## [Instructions for the task]
Report the count of lines containing the word "shirt" in these records, with no other text.

## [Dataset entries]
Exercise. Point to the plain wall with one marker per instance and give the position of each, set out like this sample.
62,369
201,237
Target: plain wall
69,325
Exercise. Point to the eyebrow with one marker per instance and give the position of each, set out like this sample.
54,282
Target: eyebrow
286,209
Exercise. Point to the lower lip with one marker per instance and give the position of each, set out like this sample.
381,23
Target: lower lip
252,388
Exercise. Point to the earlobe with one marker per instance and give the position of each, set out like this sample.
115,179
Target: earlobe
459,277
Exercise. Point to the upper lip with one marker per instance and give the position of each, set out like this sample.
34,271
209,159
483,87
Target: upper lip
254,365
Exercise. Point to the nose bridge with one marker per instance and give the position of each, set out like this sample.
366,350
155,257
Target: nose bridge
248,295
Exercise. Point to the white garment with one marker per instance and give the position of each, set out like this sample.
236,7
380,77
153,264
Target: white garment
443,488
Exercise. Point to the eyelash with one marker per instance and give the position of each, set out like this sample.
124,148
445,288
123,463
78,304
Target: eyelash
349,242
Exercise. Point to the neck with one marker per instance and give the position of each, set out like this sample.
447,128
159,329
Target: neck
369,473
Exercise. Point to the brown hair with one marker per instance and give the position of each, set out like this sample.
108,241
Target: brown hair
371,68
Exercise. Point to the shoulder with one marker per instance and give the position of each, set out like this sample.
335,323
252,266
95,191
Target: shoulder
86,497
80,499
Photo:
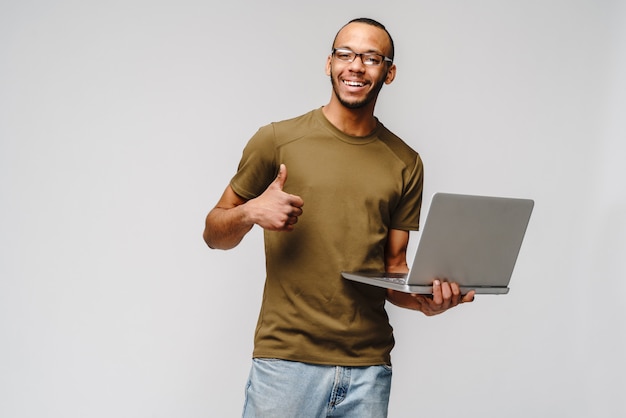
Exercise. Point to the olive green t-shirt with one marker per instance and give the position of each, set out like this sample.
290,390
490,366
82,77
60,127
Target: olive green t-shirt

## [Solution]
2